→ **Text segment**
# Runkeeper



## Mark T (Oct 13, 2011)

As I've updated my mobile to something a bit more modern I've added a app called Runkeeper.

Is there anyone else on here that is using that app and would like to link up as a "Street Team".

I'm pretty sure I won't be setting any records or covering any huge distance, but might be fun to link up


----------



## hotchop (Oct 13, 2011)

ahh I use Runtastic.... though I dont run particularly fast or far but it keeps me in check


----------



## Northerner (Oct 13, 2011)

I'm afraid apps are beyond my technology  I did use Endomondo until my Garmin decided to stop working with Windows7.


----------



## kincaidston (Oct 13, 2011)

I like the adidas app, miCoach - website attached to it is pretty good too


----------



## Nyadach (Oct 17, 2011)

→ **Raw records**

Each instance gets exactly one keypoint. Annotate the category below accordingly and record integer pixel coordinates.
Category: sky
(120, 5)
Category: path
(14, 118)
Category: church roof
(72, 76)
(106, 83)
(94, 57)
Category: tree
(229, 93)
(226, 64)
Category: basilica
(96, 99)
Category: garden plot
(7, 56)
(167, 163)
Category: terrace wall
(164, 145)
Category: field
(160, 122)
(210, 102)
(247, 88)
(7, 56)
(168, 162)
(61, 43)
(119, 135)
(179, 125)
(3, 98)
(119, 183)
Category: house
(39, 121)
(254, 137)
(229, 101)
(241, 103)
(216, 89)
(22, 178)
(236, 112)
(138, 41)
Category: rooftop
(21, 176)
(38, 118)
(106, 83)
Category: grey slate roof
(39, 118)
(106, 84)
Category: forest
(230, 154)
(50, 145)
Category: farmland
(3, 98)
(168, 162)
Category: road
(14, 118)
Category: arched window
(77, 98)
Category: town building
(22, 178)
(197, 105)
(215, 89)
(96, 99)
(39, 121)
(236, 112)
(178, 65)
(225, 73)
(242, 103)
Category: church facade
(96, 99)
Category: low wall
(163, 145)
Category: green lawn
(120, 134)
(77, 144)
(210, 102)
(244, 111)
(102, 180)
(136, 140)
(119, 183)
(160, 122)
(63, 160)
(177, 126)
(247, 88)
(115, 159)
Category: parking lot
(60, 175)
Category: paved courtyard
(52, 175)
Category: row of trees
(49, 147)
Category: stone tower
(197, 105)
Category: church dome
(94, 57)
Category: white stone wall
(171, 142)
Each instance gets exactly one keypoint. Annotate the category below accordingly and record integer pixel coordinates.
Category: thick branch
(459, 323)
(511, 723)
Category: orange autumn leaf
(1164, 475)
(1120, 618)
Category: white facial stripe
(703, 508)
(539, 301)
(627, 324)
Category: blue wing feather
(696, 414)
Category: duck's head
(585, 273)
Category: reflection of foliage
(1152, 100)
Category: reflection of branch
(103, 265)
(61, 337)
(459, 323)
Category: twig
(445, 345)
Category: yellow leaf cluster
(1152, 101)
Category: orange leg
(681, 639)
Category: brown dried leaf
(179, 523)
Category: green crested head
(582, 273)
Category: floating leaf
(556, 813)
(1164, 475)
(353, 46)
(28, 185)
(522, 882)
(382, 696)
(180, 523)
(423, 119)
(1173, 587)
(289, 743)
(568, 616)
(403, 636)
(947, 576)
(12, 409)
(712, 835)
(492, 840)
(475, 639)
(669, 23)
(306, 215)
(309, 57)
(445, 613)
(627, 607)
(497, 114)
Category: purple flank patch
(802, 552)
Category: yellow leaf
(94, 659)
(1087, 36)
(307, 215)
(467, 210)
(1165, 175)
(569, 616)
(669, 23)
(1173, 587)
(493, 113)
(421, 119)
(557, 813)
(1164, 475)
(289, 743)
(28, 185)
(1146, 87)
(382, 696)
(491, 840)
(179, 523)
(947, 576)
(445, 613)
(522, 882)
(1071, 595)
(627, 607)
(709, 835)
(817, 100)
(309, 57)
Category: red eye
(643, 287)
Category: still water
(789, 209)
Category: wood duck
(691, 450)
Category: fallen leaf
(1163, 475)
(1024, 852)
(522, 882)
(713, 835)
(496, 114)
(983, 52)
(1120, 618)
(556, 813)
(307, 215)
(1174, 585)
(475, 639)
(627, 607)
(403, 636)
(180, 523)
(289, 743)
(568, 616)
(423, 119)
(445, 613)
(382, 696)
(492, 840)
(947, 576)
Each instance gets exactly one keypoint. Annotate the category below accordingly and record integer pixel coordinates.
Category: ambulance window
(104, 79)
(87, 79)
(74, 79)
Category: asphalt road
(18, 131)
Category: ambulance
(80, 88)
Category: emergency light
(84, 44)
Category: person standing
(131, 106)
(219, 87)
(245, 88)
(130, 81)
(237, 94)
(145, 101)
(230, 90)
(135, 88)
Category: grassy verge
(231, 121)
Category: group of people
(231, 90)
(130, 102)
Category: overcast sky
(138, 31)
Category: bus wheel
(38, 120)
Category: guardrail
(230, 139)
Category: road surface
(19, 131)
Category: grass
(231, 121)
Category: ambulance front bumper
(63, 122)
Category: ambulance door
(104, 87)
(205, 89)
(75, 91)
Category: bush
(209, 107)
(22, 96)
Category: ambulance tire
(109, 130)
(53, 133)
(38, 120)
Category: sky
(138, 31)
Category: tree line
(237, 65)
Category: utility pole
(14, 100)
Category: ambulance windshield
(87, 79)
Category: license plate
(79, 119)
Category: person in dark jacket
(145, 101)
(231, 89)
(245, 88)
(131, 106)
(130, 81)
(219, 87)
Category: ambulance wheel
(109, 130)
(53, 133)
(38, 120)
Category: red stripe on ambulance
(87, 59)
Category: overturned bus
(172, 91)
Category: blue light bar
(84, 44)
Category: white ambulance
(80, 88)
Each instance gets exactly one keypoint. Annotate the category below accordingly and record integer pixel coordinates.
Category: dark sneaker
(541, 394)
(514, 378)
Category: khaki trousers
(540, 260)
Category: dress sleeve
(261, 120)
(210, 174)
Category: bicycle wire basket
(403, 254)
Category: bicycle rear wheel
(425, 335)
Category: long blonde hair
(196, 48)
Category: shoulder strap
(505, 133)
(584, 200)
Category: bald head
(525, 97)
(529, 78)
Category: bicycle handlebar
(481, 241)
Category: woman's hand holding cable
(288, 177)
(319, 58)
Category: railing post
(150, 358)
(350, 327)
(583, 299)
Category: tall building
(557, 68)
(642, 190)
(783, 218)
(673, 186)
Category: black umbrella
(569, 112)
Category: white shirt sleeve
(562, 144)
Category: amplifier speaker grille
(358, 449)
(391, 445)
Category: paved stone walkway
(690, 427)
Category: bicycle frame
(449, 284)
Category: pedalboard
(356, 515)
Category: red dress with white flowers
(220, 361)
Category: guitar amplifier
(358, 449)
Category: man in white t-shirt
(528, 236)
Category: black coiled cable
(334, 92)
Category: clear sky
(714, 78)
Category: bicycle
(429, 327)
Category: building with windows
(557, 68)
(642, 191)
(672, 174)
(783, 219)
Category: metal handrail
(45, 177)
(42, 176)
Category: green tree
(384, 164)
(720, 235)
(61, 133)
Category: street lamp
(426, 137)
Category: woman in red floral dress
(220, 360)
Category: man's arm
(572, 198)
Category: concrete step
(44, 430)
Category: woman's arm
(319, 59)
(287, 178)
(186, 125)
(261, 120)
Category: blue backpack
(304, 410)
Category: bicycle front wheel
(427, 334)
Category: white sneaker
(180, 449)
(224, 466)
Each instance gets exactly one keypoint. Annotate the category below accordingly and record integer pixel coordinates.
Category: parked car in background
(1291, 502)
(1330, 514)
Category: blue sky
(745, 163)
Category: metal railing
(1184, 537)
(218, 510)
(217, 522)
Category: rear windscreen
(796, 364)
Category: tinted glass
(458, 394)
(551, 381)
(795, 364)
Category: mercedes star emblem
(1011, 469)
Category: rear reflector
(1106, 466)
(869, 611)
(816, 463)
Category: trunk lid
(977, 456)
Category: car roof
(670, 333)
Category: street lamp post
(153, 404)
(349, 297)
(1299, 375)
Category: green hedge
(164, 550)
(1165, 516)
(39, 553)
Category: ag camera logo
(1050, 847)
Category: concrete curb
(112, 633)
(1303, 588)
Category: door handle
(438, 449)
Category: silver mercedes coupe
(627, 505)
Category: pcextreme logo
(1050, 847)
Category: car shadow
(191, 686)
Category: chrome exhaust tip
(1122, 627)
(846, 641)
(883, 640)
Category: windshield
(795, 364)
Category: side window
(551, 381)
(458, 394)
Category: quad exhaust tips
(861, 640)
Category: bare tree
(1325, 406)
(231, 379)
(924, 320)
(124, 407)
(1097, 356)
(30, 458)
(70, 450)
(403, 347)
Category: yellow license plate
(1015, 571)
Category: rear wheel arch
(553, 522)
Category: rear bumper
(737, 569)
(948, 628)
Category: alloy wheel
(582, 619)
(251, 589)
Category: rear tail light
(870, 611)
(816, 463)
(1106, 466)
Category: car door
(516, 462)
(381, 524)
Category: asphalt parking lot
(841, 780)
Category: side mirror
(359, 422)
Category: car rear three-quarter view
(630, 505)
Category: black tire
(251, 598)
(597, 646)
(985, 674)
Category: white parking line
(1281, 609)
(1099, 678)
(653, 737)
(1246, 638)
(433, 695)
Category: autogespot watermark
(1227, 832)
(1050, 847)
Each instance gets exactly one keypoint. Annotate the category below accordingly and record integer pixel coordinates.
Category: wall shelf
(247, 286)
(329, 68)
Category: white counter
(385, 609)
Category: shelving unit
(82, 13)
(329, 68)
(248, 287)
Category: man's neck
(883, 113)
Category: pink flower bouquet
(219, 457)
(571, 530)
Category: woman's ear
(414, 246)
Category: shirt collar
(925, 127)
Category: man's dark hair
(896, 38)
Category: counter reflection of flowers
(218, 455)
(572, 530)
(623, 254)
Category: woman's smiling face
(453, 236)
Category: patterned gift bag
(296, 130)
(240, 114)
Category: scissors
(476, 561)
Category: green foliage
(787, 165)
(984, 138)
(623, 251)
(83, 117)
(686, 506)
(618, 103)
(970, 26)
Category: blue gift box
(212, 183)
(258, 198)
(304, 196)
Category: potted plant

→ **Written tasks**
1. Please copy the records exactly, everything from the line containing "Category: asphalt parking lot" down to the last line of the records, with both ends included.
2. Write the next part of the running-app forum thread, starting right after its last line.

→ **Final results**
1.
Category: asphalt parking lot
(841, 780)
Category: side mirror
(359, 422)
Category: car rear three-quarter view
(630, 505)
Category: black tire
(251, 598)
(597, 646)
(985, 674)
Category: white parking line
(1281, 609)
(1099, 678)
(653, 737)
(1246, 638)
(433, 695)
Category: autogespot watermark
(1227, 832)
(1050, 847)
Each instance gets exactly one keypoint. Annotate the category below accordingly and record integer pixel coordinates.
Category: wall shelf
(247, 286)
(329, 68)
Category: white counter
(385, 609)
Category: shelving unit
(82, 13)
(329, 68)
(248, 287)
Category: man's neck
(883, 113)
Category: pink flower bouquet
(219, 457)
(571, 530)
Category: woman's ear
(414, 246)
Category: shirt collar
(925, 127)
Category: man's dark hair
(896, 38)
Category: counter reflection of flowers
(218, 455)
(572, 530)
(623, 254)
Category: woman's smiling face
(453, 236)
Category: patterned gift bag
(296, 130)
(240, 114)
Category: scissors
(476, 561)
Category: green foliage
(787, 165)
(984, 138)
(623, 251)
(83, 117)
(686, 506)
(618, 103)
(970, 26)
Category: blue gift box
(212, 183)
(258, 198)
(304, 196)
Category: potted plant

2.
hotchop said:


> ahh I use Runtastic.... though I dont run particularly fast or far but it keeps me in check



Love Runtastic also. The maps it makes are great, as are the hill map etc. Also very handy as it works on pretty much everything out there with a free advert funded version or a paid for pro version which also add's heart rate monitor etc. Also good as it covers many different sports, not just running...thus the biking side mostly for me. Well worth checking out though on Android and WinMo7 and iOS.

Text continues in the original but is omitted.